### Exercise passage:
Gheorghe Curelet-Balan Blog

Saturday, May 31, 2008

What's probable?

To be or not to be. This week local news about the performance of Shakespeare's Hamlet play at the Stratford Festival reminded me of the past PI lecture "The Curious World of Probabilities" presented by Professor Jeffrey Rosenthal from University of Toronto.

Probabilities are about scientific discovery based on sampling or past experiences. If you think that studying them cannot be fun then watch the lecture to convince yourself of the contrary.

Probabilities could be evil for those that dare to bet against "the house" in the long run. The law of large numbers (the more experiments you make the closer you are to the true probability of the phenomenon) explains why only few win at casinos. Watch the video animation of playing the Craps game for a sample of the law of large numbers in action.

### Dataset:
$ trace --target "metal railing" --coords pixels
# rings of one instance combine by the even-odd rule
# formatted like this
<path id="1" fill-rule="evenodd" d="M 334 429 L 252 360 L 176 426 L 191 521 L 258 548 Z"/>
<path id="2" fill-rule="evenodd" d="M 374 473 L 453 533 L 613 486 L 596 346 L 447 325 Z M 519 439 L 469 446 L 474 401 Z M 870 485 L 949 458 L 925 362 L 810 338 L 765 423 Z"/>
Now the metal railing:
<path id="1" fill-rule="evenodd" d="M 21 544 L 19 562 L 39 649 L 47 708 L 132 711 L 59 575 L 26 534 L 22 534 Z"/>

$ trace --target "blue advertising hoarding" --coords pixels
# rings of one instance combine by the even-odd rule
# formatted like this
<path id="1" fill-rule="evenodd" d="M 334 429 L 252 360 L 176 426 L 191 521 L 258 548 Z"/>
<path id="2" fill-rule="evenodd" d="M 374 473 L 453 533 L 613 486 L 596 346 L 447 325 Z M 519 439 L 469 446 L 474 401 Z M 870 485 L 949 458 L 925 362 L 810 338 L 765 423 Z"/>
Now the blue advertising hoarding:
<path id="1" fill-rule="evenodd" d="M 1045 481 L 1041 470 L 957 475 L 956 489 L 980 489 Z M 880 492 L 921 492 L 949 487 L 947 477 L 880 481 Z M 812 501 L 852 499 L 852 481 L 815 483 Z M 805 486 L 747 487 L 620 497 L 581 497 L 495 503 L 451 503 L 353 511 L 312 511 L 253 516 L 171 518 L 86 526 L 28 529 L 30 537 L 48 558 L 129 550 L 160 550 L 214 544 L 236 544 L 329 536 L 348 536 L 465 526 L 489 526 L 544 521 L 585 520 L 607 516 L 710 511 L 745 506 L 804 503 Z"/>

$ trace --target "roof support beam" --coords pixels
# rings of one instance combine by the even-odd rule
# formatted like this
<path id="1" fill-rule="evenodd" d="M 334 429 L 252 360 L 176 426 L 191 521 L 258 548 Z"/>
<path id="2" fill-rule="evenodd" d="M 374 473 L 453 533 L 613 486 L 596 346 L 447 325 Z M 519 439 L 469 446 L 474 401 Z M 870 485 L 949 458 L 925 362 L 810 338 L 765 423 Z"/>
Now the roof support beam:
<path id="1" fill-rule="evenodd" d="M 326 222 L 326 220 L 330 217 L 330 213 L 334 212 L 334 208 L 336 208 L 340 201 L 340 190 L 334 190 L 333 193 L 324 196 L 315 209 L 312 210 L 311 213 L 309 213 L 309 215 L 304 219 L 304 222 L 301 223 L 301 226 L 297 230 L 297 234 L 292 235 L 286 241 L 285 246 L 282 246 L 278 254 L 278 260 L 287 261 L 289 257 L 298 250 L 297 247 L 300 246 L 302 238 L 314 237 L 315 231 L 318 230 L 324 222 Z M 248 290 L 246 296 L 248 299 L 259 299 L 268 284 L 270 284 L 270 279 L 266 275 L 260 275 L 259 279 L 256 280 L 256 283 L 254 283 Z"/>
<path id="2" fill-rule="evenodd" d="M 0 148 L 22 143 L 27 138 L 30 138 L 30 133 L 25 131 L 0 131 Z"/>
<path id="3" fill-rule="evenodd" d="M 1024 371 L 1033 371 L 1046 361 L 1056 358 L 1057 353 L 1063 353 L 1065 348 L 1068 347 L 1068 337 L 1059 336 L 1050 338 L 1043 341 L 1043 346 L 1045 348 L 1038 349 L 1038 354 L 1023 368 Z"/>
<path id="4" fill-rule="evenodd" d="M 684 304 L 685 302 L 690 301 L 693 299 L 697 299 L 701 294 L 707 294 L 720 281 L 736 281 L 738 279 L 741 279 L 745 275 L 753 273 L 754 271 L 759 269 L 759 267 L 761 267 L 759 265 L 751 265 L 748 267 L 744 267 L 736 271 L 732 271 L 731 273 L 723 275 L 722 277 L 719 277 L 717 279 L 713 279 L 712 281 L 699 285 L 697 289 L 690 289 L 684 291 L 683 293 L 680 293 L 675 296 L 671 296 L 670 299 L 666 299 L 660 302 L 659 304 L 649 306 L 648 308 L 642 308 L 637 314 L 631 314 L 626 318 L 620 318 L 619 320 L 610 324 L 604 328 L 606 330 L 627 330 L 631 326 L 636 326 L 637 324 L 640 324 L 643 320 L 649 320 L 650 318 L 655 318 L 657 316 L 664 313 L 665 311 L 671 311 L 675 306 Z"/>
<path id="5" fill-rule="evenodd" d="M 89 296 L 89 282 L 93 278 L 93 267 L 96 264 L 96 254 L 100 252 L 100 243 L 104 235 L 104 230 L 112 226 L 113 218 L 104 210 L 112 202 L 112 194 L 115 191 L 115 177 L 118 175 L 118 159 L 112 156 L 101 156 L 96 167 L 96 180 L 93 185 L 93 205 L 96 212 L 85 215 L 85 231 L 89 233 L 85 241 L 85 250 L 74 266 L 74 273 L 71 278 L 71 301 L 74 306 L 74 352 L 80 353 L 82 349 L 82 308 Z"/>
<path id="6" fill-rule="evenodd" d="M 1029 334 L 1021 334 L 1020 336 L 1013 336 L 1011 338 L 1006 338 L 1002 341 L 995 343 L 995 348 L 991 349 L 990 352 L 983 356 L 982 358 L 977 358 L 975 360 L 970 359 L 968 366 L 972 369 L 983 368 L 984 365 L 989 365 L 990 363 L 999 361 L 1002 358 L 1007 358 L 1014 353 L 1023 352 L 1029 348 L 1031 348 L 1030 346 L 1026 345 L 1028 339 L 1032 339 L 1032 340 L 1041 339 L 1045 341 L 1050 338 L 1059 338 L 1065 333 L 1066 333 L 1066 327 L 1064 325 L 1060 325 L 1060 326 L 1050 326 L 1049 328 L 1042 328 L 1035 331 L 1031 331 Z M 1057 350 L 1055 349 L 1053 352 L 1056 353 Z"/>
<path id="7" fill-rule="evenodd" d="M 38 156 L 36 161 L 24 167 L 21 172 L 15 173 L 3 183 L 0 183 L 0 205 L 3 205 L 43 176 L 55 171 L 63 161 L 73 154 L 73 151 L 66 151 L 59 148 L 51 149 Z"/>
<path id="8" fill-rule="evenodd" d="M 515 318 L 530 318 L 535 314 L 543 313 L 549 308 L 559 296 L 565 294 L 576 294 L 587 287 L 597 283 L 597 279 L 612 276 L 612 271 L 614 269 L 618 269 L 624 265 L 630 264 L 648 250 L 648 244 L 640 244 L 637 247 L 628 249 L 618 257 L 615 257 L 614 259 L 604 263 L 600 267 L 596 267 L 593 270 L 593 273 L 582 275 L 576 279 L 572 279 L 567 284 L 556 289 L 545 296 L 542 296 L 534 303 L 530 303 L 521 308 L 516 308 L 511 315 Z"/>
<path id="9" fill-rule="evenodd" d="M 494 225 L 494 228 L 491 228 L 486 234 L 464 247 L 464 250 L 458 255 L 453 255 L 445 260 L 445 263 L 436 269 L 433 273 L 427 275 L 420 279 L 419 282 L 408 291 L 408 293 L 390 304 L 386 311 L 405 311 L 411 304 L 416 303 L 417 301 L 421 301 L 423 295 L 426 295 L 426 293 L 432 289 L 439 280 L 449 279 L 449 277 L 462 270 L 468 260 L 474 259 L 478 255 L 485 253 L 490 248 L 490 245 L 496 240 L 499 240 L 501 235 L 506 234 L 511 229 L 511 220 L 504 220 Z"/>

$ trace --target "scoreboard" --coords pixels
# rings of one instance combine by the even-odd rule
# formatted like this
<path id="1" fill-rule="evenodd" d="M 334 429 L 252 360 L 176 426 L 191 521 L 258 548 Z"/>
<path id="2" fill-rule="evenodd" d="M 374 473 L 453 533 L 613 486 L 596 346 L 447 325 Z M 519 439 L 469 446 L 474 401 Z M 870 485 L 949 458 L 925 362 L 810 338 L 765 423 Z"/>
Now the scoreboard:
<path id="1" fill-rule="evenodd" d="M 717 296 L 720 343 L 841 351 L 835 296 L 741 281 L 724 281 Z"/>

### List of tasks:
1) Copy the stretch of the blog post on probabilities from "What's probable?" through "University of Toronto.", substituting "Macbeth" for "Hamlet".
2) Resume the blog post on probabilities after its last sentence and carry it further.

### Responses for each task:
1)
What's probable?

To be or not to be. This week local news about the performance of Shakespeare's Macbeth play at the Stratford Festival reminded me of the past PI lecture "The Curious World of Probabilities" presented by Professor Jeffrey Rosenthal from University of Toronto.

2)
Probabilistic thinking is useful though in our daily life as it can alleviate worries in different bad situations. For example: airplane crashes, terrorist attacks and homicides are quite unlikely. Professor Rosenthal gives us a sample of stay cool probabilistic thinking when he received the bad news of a lupus test.

Designing computer games or medical studies, assigning seats during exams, forecasting political elections are all examples where randomness is needed.

The lecture ends with a funny video animation of Monte Carlo sampling, a useful technique used to solve complicated problems when no other deterministic approach could be used.